(EXTRACT):
────────────────
# Venge Elite 105 vs. Expert vs. Pro



## time81 (May 13, 2014)

Hi there,

was just wondering if anybody could tell me the little differences between the versions of the venge. I used the specialized site to compare them and i understand that there are differences in the fact10/11 carbon manufacturing. Basically i want the lowest model because of the price but im confused that if i check for the frames i only find the expensives one everywhere. so why is e.g. :

the elite 105 with the fact10 somewhere around 2500,- Euro while the frameset is only available as fact10 for 2400,- 

100 Euro for the whole rest of the bike seems so low ? its not possible to get the cheaper less stiff frame seperatly cause most search results just show the frame for way more money 

thanks

tim


----------



## dcorn (Sep 1, 2011)

I believe you are looking at it the correct way. All the lower models of Venge are the same frame. You are basically getting the frame cheaper if you want to buy the full bike, so I'd go that way if you can find an easy way to sell off the rest of the parts.


----------



## Dunbar (Aug 8, 2010)

The Venge is kind of anomaly because it isn't offered in 8r/9r carbon like the less expensive Roubaix and Tarmac. I read a rumor that "Pro" frames include a 10r frame bundled with an 11r fork but I haven't seen that claim substantiated by Specialized. Really the only reason to buy the Pro Venge frame vs. the complete bike would be color preference.


----------



## Rashadabd (Sep 17, 2011)

Basically, manufacturers like Specialized and Trek want to discourage you from buying framesets. They want you to buy the complete bike. Companies like Felt, Giant, Cervelo, Argon 18, Devinci, etc., on the other hand, get that, while some customers like buying complete bikes, others like to customize and build up from scratch and they offer their frames at reasonable prices.


----------



## roadworthy (Nov 11, 2011)

Rashadabd said:


> *Basically, manufacturers like Specialized *and Trek want to discourage you from buying framesets. They want you to buy the complete bike. Companies like Felt, Giant, Cervelo, Argon 18, Devinci, etc., on the other hand, get that, while some customers like buying complete bikes, others like to customize and build up from scratch and they offer their frames at reasonable prices.


In bold...why do you believe Specialized discourages frameset purchase? Can you show tangible proof relative to other manufactures?
────────────────
(TASK LIST):
• a. Answer these from the Venge thread, one line each:
(i) About what price does the opening post give for the Elite 105?
(ii) In which carbon grades is the Venge not offered, unlike the Roubaix and Tarmac?
(iii) Which companies are said to offer their frames at reasonable prices?
• b. Summarize the Venge thread in two sentences.

(PROVIDED DATA):
────────────────
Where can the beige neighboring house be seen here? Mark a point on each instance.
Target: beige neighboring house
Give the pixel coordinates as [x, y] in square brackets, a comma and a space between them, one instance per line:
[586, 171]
────────────────
(RESULTS):
• a.
(i) Around 2500 Euro.
(ii) 8r/9r carbon.
(iii) Felt, Giant, Cervelo, Argon 18 and Devinci.

• b. The opening post asks why the Venge Elite 105 with FACT 10 carbon costs around 2500 Euro when the FACT 10 frameset alone costs 2400 Euro, and whether the cheaper frame can be bought separately. Replies say all the lower Venge models share the same frame, so buying the full bike gets the frame cheaper, and one poster claims Specialized and Trek discourage frameset purchases, a claim another poster asks to see proof of.